╭─ TASK DATA
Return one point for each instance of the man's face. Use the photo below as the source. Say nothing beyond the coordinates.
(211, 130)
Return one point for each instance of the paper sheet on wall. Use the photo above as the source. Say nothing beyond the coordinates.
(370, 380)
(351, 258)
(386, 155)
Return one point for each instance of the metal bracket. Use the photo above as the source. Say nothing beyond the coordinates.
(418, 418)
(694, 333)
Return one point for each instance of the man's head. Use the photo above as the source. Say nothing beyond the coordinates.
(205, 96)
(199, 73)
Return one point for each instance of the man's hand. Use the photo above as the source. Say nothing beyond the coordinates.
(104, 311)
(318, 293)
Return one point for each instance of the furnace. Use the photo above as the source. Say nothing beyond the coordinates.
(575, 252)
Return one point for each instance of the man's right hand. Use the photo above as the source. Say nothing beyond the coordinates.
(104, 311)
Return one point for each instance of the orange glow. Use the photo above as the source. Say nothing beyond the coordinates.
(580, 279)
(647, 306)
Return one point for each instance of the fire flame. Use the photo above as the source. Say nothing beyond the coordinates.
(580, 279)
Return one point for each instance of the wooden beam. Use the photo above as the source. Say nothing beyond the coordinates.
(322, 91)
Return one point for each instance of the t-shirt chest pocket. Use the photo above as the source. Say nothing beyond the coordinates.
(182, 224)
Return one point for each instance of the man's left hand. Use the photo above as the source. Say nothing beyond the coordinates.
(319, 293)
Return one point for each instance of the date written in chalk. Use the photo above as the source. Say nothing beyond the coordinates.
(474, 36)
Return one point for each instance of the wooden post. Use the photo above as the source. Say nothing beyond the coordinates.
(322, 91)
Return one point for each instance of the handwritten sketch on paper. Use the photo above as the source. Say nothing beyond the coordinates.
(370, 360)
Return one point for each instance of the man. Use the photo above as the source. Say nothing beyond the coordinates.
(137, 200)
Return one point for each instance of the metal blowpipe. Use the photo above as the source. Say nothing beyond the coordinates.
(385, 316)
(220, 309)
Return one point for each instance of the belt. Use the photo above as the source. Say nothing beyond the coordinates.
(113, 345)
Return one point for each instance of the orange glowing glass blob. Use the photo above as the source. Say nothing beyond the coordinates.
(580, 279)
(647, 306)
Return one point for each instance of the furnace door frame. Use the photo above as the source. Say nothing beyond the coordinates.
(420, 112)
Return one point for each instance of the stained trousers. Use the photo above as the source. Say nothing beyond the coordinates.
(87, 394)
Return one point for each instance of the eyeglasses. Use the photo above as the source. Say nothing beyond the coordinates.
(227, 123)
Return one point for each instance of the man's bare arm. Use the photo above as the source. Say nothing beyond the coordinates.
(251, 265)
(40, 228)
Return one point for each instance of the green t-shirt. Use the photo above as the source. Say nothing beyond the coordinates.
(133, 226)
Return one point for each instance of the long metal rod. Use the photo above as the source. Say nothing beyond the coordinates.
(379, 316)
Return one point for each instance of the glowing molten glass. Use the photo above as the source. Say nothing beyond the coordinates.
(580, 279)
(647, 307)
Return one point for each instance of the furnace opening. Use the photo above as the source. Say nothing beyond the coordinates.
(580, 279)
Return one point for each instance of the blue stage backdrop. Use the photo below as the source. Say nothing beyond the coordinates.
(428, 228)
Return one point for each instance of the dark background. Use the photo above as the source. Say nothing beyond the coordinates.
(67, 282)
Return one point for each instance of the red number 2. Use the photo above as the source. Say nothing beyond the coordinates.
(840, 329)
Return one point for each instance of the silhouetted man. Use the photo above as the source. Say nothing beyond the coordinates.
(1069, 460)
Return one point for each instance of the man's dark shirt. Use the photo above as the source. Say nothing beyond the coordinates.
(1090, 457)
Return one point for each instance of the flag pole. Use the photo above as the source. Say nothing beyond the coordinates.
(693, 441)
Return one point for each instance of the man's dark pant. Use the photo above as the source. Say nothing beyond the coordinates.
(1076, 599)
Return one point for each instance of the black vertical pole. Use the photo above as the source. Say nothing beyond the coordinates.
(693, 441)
╰─
WHAT IS NEEDED: Output the line containing "Return one point for each instance of the blue" and all lines after it to the end of the records, exactly as given.

SOLUTION FOR THIS EXERCISE:
Return one point for each instance of the blue stage backdrop. Use the photo below as the source. Say nothing beyond the coordinates.
(428, 228)
Return one point for each instance of the dark background. Use the photo above as the source. Say nothing beyond the coordinates.
(67, 282)
Return one point for each instance of the red number 2. Use the photo above as the source. Say nothing beyond the coordinates.
(840, 329)
Return one point for each instance of the silhouetted man. Use the photo above as the source. Say nothing beyond the coordinates.
(1069, 460)
Return one point for each instance of the man's dark shirt. Use the photo above as the source. Say nothing beyond the coordinates.
(1090, 457)
Return one point for each instance of the flag pole. Use the photo above as the source. Say nothing beyond the coordinates.
(693, 441)
Return one point for each instance of the man's dark pant. Use the photo above as the source. Say nothing beyond the coordinates.
(1076, 599)
Return one point for each instance of the black vertical pole. Use the photo above as the source. Say nothing beyond the coordinates.
(693, 441)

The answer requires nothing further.